==== STORED DATA ====
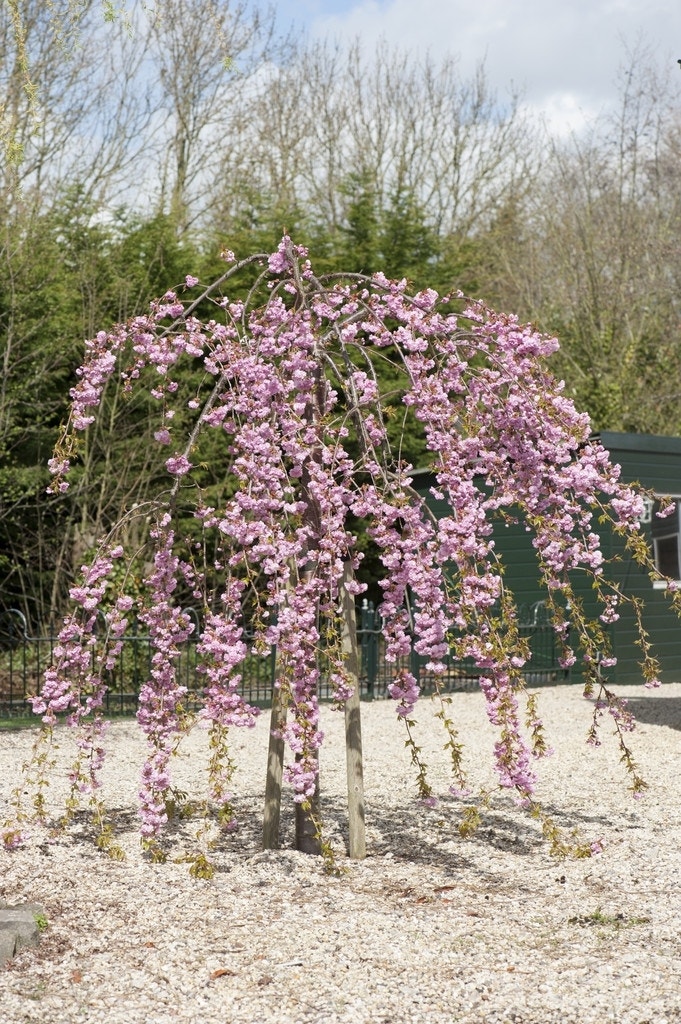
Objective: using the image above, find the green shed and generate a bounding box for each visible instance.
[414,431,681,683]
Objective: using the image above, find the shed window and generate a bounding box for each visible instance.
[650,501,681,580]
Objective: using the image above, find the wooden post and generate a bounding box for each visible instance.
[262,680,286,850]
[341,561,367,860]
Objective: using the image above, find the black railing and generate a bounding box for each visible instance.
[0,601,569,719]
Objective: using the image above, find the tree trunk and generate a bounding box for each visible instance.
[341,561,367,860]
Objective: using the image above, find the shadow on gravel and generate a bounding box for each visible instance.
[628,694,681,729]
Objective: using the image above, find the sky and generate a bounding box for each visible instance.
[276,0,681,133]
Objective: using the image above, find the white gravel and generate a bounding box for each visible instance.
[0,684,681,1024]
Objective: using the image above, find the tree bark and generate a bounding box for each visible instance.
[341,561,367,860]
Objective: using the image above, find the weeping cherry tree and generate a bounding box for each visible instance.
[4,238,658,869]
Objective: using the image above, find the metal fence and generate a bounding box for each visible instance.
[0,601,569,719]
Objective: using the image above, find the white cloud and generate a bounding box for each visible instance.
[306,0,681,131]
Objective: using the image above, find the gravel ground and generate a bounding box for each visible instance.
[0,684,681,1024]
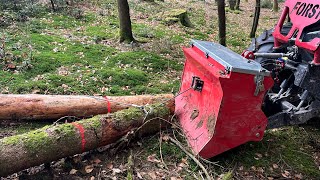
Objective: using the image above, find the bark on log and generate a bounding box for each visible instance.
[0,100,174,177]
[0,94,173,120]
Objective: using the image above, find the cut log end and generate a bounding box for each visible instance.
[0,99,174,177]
====
==== STORED DATA ====
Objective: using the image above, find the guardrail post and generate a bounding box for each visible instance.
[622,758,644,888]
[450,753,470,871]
====
▶ **SET TASK**
Please set out the lines of the listing above as a Markdown table with the columns "Row" and "Line", starting with the line containing "Objective: using the image above, find the gravel" and going on through the line containing "[0,99,174,177]". Skip blank lines and leave out the pictures.

▶ **EXERCISE RESPONSE**
| Row | Line |
|---|---|
| 1 | Objective: using the image above, find the gravel ground and generate a bounding box for each visible instance. |
| 2 | [0,684,681,1024] |
| 3 | Objective: using the image above, find the bark on log and generate a bounding box for each visible instance. |
| 4 | [0,100,174,177] |
| 5 | [0,94,173,120] |
| 6 | Objective: using the image above, find the cut log end and generate a bounding box for each visible instance. |
| 7 | [0,99,174,177] |